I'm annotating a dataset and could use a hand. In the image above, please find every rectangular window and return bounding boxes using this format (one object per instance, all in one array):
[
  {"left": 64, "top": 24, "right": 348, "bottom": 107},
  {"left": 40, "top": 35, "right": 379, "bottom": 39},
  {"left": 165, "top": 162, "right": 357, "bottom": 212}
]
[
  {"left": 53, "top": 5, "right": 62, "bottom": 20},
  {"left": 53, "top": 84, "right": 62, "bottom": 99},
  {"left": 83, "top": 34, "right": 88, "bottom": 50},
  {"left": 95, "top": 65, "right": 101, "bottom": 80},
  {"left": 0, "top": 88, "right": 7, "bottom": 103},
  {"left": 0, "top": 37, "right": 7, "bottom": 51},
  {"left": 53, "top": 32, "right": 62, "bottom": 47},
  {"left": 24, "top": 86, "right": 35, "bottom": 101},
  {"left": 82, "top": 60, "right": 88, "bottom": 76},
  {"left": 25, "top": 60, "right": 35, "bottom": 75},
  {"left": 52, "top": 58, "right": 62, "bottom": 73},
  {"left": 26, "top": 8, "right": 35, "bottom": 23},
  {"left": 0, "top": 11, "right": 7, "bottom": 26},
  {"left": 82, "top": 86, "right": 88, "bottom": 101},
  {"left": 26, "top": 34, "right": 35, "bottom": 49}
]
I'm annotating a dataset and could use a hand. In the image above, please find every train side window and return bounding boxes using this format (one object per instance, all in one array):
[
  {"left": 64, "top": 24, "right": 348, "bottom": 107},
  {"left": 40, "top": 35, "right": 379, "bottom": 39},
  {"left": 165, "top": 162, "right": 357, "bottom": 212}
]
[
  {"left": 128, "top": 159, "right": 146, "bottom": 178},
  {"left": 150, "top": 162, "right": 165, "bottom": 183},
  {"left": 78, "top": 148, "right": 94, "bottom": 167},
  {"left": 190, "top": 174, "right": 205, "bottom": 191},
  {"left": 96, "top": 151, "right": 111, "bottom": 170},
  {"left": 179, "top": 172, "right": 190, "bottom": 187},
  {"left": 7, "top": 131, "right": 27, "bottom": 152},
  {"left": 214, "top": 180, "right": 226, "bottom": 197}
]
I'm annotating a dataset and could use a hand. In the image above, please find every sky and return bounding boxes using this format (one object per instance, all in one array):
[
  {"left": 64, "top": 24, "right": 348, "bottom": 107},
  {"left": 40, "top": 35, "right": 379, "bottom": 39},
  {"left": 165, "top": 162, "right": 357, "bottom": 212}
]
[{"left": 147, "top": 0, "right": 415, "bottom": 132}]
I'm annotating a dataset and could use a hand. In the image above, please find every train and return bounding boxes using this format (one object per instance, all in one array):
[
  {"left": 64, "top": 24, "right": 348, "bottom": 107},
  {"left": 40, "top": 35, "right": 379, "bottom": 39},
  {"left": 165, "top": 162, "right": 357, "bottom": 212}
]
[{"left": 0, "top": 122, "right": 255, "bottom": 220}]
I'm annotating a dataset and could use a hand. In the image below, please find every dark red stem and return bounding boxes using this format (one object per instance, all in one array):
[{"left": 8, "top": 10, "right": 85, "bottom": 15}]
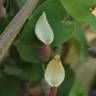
[{"left": 49, "top": 87, "right": 57, "bottom": 96}]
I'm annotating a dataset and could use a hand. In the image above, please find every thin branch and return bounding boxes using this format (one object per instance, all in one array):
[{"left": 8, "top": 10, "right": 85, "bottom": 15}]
[{"left": 0, "top": 0, "right": 39, "bottom": 62}]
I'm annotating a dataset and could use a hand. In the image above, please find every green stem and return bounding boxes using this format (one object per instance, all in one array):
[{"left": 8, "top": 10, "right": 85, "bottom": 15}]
[{"left": 49, "top": 87, "right": 57, "bottom": 96}]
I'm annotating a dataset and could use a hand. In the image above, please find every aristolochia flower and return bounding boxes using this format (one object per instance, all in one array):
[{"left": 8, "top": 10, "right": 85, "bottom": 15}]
[
  {"left": 35, "top": 12, "right": 54, "bottom": 45},
  {"left": 45, "top": 55, "right": 65, "bottom": 87}
]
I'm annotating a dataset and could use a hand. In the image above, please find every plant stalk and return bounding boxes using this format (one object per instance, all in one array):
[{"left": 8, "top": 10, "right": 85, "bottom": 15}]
[
  {"left": 49, "top": 87, "right": 57, "bottom": 96},
  {"left": 0, "top": 0, "right": 39, "bottom": 62}
]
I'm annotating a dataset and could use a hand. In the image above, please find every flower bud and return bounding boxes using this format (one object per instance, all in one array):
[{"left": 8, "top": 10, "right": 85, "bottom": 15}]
[
  {"left": 35, "top": 12, "right": 54, "bottom": 45},
  {"left": 45, "top": 55, "right": 65, "bottom": 87}
]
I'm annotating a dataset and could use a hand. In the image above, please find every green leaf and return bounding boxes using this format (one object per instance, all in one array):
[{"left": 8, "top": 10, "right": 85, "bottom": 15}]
[
  {"left": 73, "top": 22, "right": 88, "bottom": 61},
  {"left": 57, "top": 64, "right": 76, "bottom": 96},
  {"left": 73, "top": 22, "right": 87, "bottom": 46},
  {"left": 16, "top": 0, "right": 26, "bottom": 8},
  {"left": 0, "top": 75, "right": 20, "bottom": 96}
]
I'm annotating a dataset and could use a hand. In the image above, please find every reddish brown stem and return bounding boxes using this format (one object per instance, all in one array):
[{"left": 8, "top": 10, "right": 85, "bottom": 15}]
[{"left": 49, "top": 87, "right": 57, "bottom": 96}]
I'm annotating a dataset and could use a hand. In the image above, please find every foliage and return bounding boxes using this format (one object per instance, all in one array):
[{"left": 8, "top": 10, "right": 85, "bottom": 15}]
[{"left": 0, "top": 0, "right": 96, "bottom": 96}]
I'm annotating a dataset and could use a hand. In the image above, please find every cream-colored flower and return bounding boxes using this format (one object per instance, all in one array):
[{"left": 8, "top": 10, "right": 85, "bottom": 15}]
[
  {"left": 35, "top": 12, "right": 54, "bottom": 45},
  {"left": 45, "top": 55, "right": 65, "bottom": 87}
]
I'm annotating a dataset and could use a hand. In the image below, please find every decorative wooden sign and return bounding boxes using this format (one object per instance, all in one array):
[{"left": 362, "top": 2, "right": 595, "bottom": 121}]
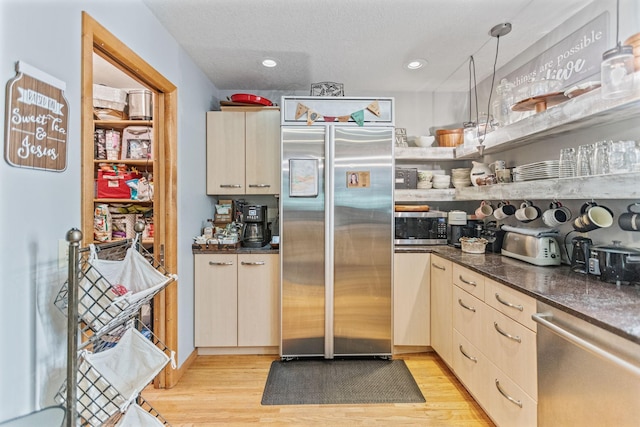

────────────────

Tally the lines in the entries above that contain the string "below", treating uppercase and lowercase as different. Reply with the number alone.

◆ TASK RESULT ◆
2